[DOCUMENT EXTRACT start]

Abstract

Abstract. One hundred thousand years of ice sheet buildup came to a rapid end ∼25–10 thousand years before present (ka BP), when ice sheets receded quickly and multi-proxy reconstructed global mean surface temperatures rose by ∼3–5 °C. It still remains unresolved whether insolation changes due to variations of earth's tilt and orbit were sufficient to terminate glacial conditions. Using a coupled three-dimensional climate–ice sheet model, we simulate the climate and Northern Hemisphere ice sheet evolution from 78 ka BP to 0 ka BP in good agreement with sea level and ice topography reconstructions. Based on this simulation and a series of deglacial sensitivity experiments with individually varying orbital parameters and prescribed CO2, we find that enhanced calving led to a slowdown of ice sheet growth as early as ∼8 ka prior to the Last Glacial Maximum (LGM). The glacial termination was then initiated by enhanced ablation due to increasing obliquity and precession, in agreement with the Milankovitch theory. However, our results also support the notion that the ∼100 ppmv rise of atmospheric CO2 after ∼18 ka BP was a key contributor to the deglaciation. Without it, the present-day ice volume would be comparable to that of the LGM and global mean temperatures would be about 3 °C lower than today. We further demonstrate that neither orbital forcing nor rising CO2 concentrations alone were sufficient to complete the deglaciation.

[DOCUMENT EXTRACT end]

**SET PROBLEM 1**
Pick out every line of the records below that contains the word "suit", and copy each of those lines.

[DATA EXTRACT start]

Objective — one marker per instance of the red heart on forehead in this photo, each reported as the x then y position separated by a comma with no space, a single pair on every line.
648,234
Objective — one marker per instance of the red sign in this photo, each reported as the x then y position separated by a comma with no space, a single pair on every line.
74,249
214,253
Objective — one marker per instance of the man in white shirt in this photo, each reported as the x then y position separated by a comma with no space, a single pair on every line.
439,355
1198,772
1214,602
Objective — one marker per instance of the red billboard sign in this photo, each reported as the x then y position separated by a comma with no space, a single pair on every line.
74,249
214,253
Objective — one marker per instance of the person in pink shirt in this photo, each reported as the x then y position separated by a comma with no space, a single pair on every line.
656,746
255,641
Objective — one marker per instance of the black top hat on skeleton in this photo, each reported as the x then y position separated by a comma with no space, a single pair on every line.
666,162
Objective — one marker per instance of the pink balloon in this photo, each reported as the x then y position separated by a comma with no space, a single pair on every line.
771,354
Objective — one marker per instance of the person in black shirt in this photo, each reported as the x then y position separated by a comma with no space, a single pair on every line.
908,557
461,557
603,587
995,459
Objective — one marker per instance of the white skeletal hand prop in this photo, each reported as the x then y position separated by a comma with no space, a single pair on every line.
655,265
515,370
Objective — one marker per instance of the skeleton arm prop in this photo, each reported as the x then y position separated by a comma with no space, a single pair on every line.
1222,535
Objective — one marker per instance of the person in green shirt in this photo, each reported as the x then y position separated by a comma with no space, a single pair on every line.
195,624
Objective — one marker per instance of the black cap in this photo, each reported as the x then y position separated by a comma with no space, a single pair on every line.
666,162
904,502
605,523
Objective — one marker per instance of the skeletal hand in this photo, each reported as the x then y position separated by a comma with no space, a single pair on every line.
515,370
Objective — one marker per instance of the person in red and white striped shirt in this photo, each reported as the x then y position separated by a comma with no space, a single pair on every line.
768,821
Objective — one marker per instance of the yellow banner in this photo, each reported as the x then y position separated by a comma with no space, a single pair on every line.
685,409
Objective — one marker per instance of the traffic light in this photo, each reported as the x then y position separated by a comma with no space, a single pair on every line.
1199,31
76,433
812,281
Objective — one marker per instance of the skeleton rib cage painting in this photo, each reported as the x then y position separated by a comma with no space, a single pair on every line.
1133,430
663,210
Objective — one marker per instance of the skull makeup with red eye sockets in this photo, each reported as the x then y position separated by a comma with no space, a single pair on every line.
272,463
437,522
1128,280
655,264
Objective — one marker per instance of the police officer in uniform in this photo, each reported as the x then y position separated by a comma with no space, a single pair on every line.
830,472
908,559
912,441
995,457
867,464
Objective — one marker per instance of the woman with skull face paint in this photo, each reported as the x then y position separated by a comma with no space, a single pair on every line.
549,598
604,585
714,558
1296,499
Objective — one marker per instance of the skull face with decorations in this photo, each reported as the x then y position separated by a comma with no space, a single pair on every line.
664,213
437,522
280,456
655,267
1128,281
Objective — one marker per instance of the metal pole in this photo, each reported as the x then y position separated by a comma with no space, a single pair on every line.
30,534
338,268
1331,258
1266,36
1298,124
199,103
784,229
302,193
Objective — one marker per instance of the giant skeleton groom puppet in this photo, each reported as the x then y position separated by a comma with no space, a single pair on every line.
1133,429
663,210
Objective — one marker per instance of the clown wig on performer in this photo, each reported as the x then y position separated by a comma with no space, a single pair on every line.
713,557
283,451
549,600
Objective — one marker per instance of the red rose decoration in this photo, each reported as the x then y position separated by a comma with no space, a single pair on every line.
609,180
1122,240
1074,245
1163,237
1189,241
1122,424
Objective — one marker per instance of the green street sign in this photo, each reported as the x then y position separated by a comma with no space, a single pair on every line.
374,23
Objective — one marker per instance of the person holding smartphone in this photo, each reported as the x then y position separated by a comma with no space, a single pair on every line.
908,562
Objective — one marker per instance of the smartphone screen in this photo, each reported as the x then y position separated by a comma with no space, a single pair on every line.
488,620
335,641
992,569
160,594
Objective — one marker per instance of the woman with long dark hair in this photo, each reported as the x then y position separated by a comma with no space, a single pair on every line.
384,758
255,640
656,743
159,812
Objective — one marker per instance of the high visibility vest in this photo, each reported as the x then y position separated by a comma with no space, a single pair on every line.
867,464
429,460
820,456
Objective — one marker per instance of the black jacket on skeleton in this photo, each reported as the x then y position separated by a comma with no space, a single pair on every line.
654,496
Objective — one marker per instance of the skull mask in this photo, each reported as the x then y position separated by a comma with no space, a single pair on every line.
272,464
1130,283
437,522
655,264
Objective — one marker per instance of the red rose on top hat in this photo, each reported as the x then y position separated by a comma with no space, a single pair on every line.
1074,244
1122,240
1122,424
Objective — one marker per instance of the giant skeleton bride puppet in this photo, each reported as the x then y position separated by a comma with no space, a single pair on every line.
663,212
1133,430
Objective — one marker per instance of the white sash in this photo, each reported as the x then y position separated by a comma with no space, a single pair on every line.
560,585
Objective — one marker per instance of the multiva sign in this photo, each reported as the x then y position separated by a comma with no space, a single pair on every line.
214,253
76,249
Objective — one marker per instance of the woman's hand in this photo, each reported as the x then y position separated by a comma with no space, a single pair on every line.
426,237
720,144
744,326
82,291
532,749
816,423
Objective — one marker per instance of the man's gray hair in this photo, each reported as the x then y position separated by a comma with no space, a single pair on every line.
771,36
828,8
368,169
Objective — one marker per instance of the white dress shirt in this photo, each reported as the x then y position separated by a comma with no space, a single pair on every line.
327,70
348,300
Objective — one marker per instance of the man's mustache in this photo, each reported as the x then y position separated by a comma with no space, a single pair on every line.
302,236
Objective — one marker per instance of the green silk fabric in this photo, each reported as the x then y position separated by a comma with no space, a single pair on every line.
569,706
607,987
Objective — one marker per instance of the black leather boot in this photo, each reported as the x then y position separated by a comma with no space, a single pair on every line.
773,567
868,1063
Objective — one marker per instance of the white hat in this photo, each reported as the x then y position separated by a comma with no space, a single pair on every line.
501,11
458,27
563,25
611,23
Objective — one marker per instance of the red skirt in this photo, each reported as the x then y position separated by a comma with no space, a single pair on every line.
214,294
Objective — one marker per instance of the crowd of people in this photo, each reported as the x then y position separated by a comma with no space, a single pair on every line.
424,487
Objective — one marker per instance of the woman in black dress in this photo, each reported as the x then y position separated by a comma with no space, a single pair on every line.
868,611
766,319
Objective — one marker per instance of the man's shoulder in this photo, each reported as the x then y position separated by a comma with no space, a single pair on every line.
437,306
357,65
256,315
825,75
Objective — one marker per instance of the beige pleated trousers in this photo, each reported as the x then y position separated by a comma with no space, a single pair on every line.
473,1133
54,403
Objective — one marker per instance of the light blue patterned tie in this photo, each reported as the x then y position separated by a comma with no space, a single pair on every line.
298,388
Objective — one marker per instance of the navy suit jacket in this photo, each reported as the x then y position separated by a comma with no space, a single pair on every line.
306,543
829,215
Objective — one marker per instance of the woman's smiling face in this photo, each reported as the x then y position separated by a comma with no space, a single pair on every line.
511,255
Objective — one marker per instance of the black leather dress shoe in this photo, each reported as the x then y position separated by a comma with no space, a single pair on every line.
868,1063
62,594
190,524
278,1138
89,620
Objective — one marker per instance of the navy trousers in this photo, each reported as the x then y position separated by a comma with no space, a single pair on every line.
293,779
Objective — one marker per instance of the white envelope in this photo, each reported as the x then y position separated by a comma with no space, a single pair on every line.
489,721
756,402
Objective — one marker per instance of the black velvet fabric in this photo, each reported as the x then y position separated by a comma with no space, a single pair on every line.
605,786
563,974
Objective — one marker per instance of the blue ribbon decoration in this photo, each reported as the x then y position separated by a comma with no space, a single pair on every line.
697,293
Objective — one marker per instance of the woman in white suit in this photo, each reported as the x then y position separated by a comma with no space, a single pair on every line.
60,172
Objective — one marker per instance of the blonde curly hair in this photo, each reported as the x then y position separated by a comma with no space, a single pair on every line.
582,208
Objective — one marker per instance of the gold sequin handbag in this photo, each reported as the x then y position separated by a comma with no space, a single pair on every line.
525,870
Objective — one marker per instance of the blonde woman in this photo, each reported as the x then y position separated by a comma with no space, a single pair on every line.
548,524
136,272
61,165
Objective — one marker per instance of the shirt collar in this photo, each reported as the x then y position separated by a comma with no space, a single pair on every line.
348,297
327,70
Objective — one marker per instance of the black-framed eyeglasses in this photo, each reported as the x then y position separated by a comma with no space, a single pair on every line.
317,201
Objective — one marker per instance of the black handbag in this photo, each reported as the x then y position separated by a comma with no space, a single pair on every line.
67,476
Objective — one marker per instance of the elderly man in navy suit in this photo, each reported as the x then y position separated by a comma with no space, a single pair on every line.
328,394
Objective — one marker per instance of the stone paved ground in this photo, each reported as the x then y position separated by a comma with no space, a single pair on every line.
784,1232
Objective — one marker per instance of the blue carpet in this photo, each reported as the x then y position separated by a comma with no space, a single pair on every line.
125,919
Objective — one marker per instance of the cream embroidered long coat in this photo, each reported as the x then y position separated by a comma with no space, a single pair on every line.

[DATA EXTRACT end]

**SET PROBLEM 2**
According to the abstract on the last glacial termination, by about how much did atmospheric CO2 rise after roughly 18 ka BP?

**TASK OUTPUT 1**
Objective — one marker per instance of the navy suit jacket in this photo, each reported as the x then y position separated by a comma with no space, a single pair on every line.
Objective — one marker per instance of the woman in white suit in this photo, each reported as the x then y position separated by a comma with no space, a single pair on every line.
Objective — one marker per instance of the elderly man in navy suit in this photo, each reported as the x then y position separated by a comma with no space, a single pair on every line.

**TASK OUTPUT 2**
By about 100 ppmv.